-- BEGIN INPUT MATERIAL --

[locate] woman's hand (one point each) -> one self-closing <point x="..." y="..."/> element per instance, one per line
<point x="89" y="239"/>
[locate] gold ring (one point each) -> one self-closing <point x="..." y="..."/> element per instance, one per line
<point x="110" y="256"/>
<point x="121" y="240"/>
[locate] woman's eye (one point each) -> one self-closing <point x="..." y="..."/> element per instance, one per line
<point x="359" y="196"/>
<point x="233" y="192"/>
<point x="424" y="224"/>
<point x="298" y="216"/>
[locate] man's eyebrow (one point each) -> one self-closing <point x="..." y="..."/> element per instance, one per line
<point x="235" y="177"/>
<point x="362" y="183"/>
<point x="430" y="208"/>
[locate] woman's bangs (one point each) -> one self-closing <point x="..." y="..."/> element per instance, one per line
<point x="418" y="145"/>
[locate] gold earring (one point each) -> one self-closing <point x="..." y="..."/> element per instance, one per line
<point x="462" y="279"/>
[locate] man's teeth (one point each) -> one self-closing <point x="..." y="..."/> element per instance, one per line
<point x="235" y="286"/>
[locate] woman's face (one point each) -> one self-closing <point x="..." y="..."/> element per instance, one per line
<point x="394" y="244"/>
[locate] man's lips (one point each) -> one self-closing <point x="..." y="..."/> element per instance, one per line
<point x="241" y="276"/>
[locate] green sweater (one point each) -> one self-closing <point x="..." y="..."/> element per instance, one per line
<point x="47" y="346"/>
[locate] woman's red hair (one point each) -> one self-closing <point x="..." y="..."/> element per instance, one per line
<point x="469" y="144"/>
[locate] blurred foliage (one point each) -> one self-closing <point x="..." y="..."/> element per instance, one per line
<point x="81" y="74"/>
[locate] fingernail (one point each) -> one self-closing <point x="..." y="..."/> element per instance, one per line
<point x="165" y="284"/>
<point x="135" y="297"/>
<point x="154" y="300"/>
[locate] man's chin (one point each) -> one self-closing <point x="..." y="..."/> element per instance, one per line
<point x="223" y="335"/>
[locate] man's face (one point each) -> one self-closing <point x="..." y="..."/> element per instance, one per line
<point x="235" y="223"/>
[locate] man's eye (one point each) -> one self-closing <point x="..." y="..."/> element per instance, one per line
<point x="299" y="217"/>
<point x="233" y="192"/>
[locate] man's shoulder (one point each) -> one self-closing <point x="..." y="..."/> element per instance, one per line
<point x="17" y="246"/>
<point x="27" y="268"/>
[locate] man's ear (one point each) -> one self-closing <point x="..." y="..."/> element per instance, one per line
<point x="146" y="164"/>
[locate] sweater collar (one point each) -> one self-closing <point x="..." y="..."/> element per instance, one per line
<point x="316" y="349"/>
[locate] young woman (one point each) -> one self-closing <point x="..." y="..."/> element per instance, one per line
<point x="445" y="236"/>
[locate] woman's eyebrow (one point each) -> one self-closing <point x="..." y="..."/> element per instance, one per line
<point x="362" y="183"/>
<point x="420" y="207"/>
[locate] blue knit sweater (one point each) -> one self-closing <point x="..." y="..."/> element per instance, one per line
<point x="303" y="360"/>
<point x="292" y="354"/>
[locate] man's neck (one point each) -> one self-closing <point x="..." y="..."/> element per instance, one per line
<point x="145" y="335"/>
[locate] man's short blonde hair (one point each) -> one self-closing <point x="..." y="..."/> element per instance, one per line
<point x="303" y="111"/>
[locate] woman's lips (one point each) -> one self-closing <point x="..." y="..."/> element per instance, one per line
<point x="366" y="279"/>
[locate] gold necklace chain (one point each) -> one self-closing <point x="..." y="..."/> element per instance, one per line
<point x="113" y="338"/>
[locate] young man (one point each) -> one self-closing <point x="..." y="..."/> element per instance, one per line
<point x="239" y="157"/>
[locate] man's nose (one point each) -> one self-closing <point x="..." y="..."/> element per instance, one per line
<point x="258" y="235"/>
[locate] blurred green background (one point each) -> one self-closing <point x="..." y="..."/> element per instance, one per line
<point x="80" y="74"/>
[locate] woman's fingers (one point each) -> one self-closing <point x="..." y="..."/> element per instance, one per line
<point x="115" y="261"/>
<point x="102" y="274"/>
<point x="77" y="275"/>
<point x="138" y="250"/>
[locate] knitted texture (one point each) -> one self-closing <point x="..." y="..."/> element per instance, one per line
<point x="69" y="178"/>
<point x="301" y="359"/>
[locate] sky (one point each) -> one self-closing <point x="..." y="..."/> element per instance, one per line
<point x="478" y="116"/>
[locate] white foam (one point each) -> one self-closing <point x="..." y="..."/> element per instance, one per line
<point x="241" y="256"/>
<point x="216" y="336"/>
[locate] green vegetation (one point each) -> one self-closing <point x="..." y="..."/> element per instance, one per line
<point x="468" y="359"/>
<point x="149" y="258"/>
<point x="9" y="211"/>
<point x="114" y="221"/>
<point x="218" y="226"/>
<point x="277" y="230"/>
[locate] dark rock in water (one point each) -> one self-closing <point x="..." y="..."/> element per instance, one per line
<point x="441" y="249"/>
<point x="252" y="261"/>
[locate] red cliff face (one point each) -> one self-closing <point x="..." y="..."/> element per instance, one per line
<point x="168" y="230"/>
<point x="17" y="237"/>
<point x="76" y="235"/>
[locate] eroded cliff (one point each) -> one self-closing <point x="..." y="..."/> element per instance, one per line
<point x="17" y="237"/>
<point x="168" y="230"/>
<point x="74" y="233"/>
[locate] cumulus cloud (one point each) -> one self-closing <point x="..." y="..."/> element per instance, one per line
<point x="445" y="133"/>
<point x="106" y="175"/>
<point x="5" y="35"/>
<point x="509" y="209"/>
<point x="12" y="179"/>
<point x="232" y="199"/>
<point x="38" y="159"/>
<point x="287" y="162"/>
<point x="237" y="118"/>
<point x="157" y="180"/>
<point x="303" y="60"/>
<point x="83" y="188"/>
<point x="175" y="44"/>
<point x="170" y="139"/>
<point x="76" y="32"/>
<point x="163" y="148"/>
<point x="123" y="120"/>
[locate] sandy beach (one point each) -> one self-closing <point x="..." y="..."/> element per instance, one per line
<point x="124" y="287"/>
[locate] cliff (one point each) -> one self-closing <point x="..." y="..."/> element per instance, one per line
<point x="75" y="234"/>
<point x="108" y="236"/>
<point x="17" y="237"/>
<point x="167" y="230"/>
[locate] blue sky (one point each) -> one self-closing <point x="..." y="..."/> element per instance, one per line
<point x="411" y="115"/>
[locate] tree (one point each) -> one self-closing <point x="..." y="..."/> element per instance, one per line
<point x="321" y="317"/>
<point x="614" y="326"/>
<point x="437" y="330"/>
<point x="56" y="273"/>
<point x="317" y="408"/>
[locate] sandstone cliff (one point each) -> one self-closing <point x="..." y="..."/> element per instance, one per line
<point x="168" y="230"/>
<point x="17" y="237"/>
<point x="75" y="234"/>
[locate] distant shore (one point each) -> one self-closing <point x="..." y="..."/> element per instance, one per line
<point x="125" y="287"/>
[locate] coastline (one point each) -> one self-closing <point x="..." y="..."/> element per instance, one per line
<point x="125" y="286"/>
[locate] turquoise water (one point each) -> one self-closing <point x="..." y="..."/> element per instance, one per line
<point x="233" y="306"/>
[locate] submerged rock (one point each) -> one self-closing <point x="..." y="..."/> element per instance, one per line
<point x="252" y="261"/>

-- END INPUT MATERIAL --

● **TASK TO COMPLETE**
Using the data above, output each line exactly.

● **CORRECT ANSWER**
[locate] woman's hand (one point each) -> one self-closing <point x="..." y="..."/> element per instance, one per line
<point x="89" y="239"/>
[locate] gold ring (one point each) -> one self-closing <point x="..." y="..."/> element per instance, one per line
<point x="110" y="256"/>
<point x="121" y="240"/>
[locate] woman's eye (one point each) -> one self-closing <point x="..." y="..."/> element per instance, one per line
<point x="359" y="196"/>
<point x="233" y="192"/>
<point x="424" y="224"/>
<point x="298" y="216"/>
[locate] man's eyebrow (one point each) -> one self-closing <point x="..." y="..."/> element per instance, one per line
<point x="235" y="177"/>
<point x="362" y="183"/>
<point x="430" y="208"/>
[locate] woman's bangs (one point each) -> one self-closing <point x="..." y="..."/> element per instance, one per line
<point x="418" y="145"/>
[locate] gold earring (one point each) -> one self-closing <point x="..." y="..."/> element per instance, one per line
<point x="462" y="279"/>
[locate] man's teeth (one point each) -> one self-closing <point x="..." y="..."/> element per instance, one per line
<point x="235" y="286"/>
[locate] woman's face (one point each) -> one self-closing <point x="..." y="..."/> element per instance, one per line
<point x="394" y="244"/>
[locate] man's lips (one point each) -> one self-closing <point x="..." y="..."/> element per instance, one per line
<point x="241" y="276"/>
[locate] green sweater (one point each) -> one self-closing <point x="..." y="..."/> element per instance, one per line
<point x="47" y="346"/>
[locate] woman's red hair (one point each) -> one self-closing <point x="..." y="..."/> element per instance, one per line
<point x="469" y="144"/>
[locate] blurred foliage (one point each) -> one self-closing <point x="..." y="..."/> element per instance, one per line
<point x="81" y="74"/>
[locate] fingernail (one point each) -> one self-closing <point x="..." y="..."/> element per instance, one per line
<point x="165" y="284"/>
<point x="135" y="297"/>
<point x="154" y="300"/>
[locate] man's chin (one point each) -> one self-closing <point x="..." y="..."/> element per instance, one per line
<point x="223" y="335"/>
[locate] man's face (one point each) -> one self-closing <point x="..." y="..."/> element per instance, one per line
<point x="235" y="223"/>
[locate] man's eye (one point each) -> one self-closing <point x="..." y="..."/> element per instance, one per line
<point x="299" y="217"/>
<point x="233" y="192"/>
[locate] man's shoulder (one point each) -> one self-closing <point x="..." y="..."/> element per instance, one per line
<point x="17" y="246"/>
<point x="27" y="268"/>
[locate] man's ear (one point each) -> one self-closing <point x="..." y="..."/> element per instance, one per line
<point x="146" y="164"/>
[locate] sweater collar (one point each) -> one self-closing <point x="..." y="..."/> element per instance, one per line
<point x="316" y="349"/>
[locate] young woman (one point each) -> one self-closing <point x="..." y="..."/> element per instance, one per line
<point x="445" y="236"/>
[locate] woman's eyebrow (one point each) -> one self-closing <point x="..." y="..."/> element per instance, one per line
<point x="362" y="183"/>
<point x="420" y="207"/>
[locate] blue knit sweater (one point each) -> one self-closing <point x="..." y="..."/> element per instance, one per line
<point x="303" y="360"/>
<point x="292" y="354"/>
[locate] man's neck (one point each) -> one self-closing <point x="..." y="..."/> element per instance, one per line
<point x="145" y="335"/>
[locate] man's short blonde hair (one point each) -> one self-closing <point x="..." y="..."/> element per instance, one per line
<point x="303" y="111"/>
[locate] woman's lips (one point each) -> one self-closing <point x="..." y="..."/> element per instance, one per line
<point x="366" y="279"/>
[locate] gold necklace chain (one point each) -> one self-closing <point x="..." y="..."/> element per instance, one per line
<point x="113" y="338"/>
[locate] young man (one point each) -> one self-closing <point x="..." y="..."/> element per instance, one per line
<point x="239" y="157"/>
[locate] man's nose (one point each) -> one self-closing <point x="..." y="..."/> element per instance, one per line
<point x="258" y="235"/>
[locate] blurred green background (one point each) -> one self-closing <point x="..." y="..."/> element per instance, one per line
<point x="80" y="74"/>
[locate] woman's fingers (one point each) -> one self-closing <point x="..." y="..."/> element per instance, one per line
<point x="115" y="261"/>
<point x="102" y="274"/>
<point x="77" y="275"/>
<point x="138" y="250"/>
[locate] knitted texture (one point each) -> one self-closing <point x="..." y="..."/> element per instance, one per line
<point x="69" y="178"/>
<point x="301" y="359"/>
[locate] sky (one point each) -> one self-closing <point x="..." y="..."/> element per instance, one per line
<point x="478" y="116"/>
[locate] white foam (one point each) -> one self-closing <point x="..." y="..."/> element per instance, one per line
<point x="241" y="256"/>
<point x="216" y="336"/>
[locate] green vegetation (one point each) -> one self-closing <point x="..." y="..."/> element per instance, one per line
<point x="468" y="359"/>
<point x="149" y="258"/>
<point x="9" y="211"/>
<point x="114" y="221"/>
<point x="218" y="226"/>
<point x="277" y="230"/>
[locate] dark rock in water (one point each) -> one self-closing <point x="..." y="..."/> element per instance, one per line
<point x="441" y="249"/>
<point x="252" y="261"/>
[locate] red cliff face (one point each) -> one self-closing <point x="..." y="..."/> element per instance, one per line
<point x="168" y="230"/>
<point x="17" y="237"/>
<point x="76" y="235"/>
[locate] eroded cliff (one point each) -> one self-closing <point x="..." y="..."/> element per instance, one per line
<point x="17" y="237"/>
<point x="168" y="230"/>
<point x="74" y="233"/>
[locate] cumulus cloud (one point each) -> one self-closing <point x="..." y="..."/> element per instance, one per line
<point x="445" y="133"/>
<point x="106" y="175"/>
<point x="5" y="35"/>
<point x="509" y="209"/>
<point x="12" y="179"/>
<point x="232" y="199"/>
<point x="38" y="159"/>
<point x="287" y="162"/>
<point x="237" y="118"/>
<point x="157" y="180"/>
<point x="303" y="60"/>
<point x="83" y="188"/>
<point x="175" y="44"/>
<point x="170" y="139"/>
<point x="76" y="32"/>
<point x="163" y="148"/>
<point x="123" y="120"/>
[locate] sandy beach (one point each) -> one self-closing <point x="..." y="..."/> element per instance, one per line
<point x="124" y="287"/>
[locate] cliff (one point each) -> one self-closing <point x="..." y="..."/> element per instance, one per line
<point x="75" y="234"/>
<point x="108" y="236"/>
<point x="17" y="237"/>
<point x="167" y="230"/>
[locate] blue sky (one point each) -> one self-closing <point x="..." y="..."/> element per instance, one per line
<point x="411" y="115"/>
[locate] tree (one point each) -> one self-closing <point x="..." y="..."/> element per instance, one per line
<point x="321" y="317"/>
<point x="614" y="326"/>
<point x="437" y="330"/>
<point x="56" y="273"/>
<point x="317" y="408"/>
[locate] sandstone cliff (one point each) -> one self-closing <point x="..." y="..."/> element per instance, one per line
<point x="168" y="230"/>
<point x="17" y="237"/>
<point x="75" y="234"/>
[locate] distant shore (one point each) -> one self-closing <point x="..." y="..."/> element per instance, one per line
<point x="125" y="287"/>
[locate] coastline (one point each) -> one self-closing <point x="..." y="..."/> element per instance, one per line
<point x="125" y="286"/>
[locate] turquoise water (one point each) -> one self-closing <point x="..." y="..."/> element per instance, one per line
<point x="233" y="306"/>
[locate] submerged rock (one point each) -> one self-closing <point x="..." y="..."/> element per instance, one per line
<point x="252" y="261"/>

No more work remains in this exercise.